┌─ Entries provided

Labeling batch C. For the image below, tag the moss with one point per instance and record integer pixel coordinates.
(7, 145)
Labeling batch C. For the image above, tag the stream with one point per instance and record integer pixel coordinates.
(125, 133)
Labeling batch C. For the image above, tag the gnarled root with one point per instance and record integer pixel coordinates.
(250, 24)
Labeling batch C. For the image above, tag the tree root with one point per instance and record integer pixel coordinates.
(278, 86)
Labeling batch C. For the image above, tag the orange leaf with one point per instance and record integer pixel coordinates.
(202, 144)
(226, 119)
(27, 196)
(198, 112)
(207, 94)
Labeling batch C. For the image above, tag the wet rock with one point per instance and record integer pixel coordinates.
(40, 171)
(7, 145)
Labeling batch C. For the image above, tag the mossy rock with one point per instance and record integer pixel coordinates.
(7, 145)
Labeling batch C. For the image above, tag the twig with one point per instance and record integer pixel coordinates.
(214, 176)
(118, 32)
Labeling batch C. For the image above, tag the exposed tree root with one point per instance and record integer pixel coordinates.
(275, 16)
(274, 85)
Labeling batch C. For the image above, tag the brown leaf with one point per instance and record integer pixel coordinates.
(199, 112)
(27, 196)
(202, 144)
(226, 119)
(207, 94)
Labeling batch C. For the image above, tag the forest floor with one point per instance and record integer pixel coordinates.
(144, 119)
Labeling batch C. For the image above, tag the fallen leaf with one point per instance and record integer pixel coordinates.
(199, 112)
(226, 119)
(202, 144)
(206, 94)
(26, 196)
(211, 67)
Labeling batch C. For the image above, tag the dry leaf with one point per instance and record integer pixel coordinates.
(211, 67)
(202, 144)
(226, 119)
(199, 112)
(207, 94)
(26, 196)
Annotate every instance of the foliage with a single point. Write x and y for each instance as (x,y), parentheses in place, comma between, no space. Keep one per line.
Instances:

└─

What is expected: Set down only the line containing "Annotate every instance" and the lines after it through the end, exactly as they appear above.

Task solution:
Annotate every instance of the foliage with a single point. Write x and y for each instance as (x,y), parentheses in place, comma between, no space. Keep one per line.
Instances:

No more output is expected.